Document section:

···

Wine Talk: Sitting among his vines

Eran Harcavi is a great believer in the vineyard expressing its character through its wine. He says not every wine has to be a blockbuster medal winner, or with the same oak aging regime.

THE WINE grower standing among his vines, and none shall make him afraid (photo credit: ERAN HARCAVI)
THE WINE grower standing among his vines, and none shall make him afraid
(photo credit: ERAN HARCAVI)
After a lifetime in the Agriculture Ministry, Eran Harcavi, someone with his finger on the pulse of what was happening in our vineyards during the past 30 years, abruptly retired and returned to be a grower.
He began in the late 1980s when Carmel had one of its most severe financial crises. Many growers were not paid and as a result of this and the likelihood of a depressing future, many quit agriculture altogether. This black period, led into the 1990s, when the modern, quality-driven wine industry started to take shape.
When Harcavi began his career, Carmel Mizrahi had 75% of the market and there were only 10 other wineries. There were 19,000 dunams of vineyards. Most of the vineyards were situated in the southern Mount Carmel and in the area southeast of Tel Aviv. The main grape grown was Carignan. The largest-selling wine was Selected Emerald Riesling. Wineries had names like the aforementioned Carmel Mizrahi, WEST-Stock, Eliaz, Askalon, Efrat, Arza and Zion. Most of the wineries produced spirits and liqueurs.
Any talk of wine quality centered mainly around the Golan Heights.

···

Material:
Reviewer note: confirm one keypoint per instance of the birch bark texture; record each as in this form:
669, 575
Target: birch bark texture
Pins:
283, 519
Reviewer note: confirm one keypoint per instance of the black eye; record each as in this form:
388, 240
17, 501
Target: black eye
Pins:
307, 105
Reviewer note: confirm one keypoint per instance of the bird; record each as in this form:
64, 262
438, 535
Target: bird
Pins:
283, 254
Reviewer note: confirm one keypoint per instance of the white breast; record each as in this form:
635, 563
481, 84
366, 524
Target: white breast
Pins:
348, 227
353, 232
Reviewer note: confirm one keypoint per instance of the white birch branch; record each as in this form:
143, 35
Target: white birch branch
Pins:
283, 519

···

Exercise objective: List the wineries that the wine article above names as examples of winery names from when Harcavi began his career.

Output: Carmel Mizrahi, WEST-Stock, Eliaz, Askalon, Efrat, Arza, Zion